*Apply what you read*
1/ Retype the Quality Payment Program text from "Providers in an" to "in the program." without changes.
2/ According to the Quality Payment Program text, what are the program's two tracks?

━━━ Given text

The Quality Payment Program improves Medicare by helping providers focus on care quality and in making patients healthier. The Medicare Access and CHIP Reauthorization Act of 2015 (MACRA) ended the Sustainable Growth Rate formula, which threatened clinicians participating in Medicare with potential payment differences for 13 years. If a provider participates in Medicare Part B, s/he is part of the team that serves more than 55 million of the country’s most vulnerable Americans, and the Quality Payment Program (QPR) will provide new tools and resources to help patients get the best possible care. Doctors may choose how to participate based on practice size, specialty, location, or patient population.

The Quality Payment Program has two tracks:

  • Advanced Alternative Payment Models (APMs) or
  • The Merit-based Incentive Payment System (MIPS)

Participating in an Advanced APM, through Medicare Part B incentive payments are earned with an innovative payment model.

Participating in MIPS, a performance-based payment adjustment is earned.

Who’s included?

Providers in an Advanced APM or if Medicare is billed more than $30,000 a year and care is provided for more than 100 Medicare patients a year. If fewer patients or lower billing amounts, providers are not included in the program.

All physicians are required to comply with MACRA rules in 2017 to stop Medicare payment reductions.

Based on the data submitted, future reimbursement will be increased or decreased depending on performance using the quality and cost metrics.

━━━━━━
━━━ Data under study

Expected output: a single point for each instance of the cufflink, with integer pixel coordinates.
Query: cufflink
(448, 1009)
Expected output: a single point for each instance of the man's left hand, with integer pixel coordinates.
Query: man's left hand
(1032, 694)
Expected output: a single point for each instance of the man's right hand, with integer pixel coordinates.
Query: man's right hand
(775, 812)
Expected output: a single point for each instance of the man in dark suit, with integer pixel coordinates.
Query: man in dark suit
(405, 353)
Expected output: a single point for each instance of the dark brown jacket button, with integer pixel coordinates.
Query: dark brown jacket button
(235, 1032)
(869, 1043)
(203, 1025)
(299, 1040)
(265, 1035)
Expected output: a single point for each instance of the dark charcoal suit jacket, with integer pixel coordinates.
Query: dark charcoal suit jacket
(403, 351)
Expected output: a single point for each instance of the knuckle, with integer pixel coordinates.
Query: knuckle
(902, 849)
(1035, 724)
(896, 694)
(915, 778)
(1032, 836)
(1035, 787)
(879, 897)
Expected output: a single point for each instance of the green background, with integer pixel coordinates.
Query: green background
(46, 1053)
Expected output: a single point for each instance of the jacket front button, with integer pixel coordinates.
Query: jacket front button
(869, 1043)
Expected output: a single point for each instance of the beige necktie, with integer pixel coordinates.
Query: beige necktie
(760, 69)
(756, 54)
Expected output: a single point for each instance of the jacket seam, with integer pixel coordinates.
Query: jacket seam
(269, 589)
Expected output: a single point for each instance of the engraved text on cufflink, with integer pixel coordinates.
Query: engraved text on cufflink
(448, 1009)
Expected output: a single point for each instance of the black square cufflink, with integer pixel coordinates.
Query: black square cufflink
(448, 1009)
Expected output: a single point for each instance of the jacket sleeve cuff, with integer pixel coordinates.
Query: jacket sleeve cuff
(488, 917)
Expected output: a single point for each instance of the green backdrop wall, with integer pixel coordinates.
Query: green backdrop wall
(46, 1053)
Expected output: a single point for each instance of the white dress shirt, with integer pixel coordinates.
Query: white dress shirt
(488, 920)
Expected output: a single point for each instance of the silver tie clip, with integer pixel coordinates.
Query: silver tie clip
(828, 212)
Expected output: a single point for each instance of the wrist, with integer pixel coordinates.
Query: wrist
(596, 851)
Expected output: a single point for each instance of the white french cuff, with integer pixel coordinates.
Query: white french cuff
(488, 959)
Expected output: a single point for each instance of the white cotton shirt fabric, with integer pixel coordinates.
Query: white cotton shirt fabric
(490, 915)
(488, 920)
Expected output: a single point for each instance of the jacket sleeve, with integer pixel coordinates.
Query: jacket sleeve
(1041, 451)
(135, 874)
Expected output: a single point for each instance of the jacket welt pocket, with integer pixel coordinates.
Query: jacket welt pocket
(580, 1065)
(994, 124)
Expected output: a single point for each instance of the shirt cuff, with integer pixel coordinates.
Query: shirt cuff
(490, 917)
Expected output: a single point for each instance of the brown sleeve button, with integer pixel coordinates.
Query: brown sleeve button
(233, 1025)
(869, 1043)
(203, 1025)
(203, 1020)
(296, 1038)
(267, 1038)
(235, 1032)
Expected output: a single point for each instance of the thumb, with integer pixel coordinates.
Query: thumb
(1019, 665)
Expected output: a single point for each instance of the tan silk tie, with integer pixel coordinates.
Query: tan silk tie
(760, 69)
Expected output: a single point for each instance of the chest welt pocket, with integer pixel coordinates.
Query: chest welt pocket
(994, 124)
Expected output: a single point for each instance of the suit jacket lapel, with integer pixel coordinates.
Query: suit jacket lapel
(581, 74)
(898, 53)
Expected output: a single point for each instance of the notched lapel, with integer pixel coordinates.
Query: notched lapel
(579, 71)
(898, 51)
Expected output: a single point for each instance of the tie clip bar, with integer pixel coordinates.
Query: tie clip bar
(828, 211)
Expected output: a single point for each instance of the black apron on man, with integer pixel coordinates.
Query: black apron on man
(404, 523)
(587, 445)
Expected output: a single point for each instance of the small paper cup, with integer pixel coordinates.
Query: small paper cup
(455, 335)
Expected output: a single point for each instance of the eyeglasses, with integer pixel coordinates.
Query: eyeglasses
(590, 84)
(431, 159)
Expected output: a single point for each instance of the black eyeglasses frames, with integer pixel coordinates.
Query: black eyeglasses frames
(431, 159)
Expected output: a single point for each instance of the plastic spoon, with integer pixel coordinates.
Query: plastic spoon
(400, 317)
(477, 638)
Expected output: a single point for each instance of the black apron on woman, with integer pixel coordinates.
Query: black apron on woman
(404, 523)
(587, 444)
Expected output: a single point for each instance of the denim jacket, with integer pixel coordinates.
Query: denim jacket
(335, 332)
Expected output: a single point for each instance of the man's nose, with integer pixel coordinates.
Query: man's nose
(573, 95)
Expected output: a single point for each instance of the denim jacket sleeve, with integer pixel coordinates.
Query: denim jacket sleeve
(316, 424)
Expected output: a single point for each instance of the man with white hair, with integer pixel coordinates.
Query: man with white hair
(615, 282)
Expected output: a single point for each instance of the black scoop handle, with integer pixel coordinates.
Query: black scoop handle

━━━━━━

*Answers to each task*
1/
Providers in an Advanced APM or if Medicare is billed more than $30,000 a year and care is provided for more than 100 Medicare patients a year. If fewer patients or lower billing amounts, providers are not included in the program.

2/ Advanced Alternative Payment Models (APMs) and the Merit-based Incentive Payment System (MIPS).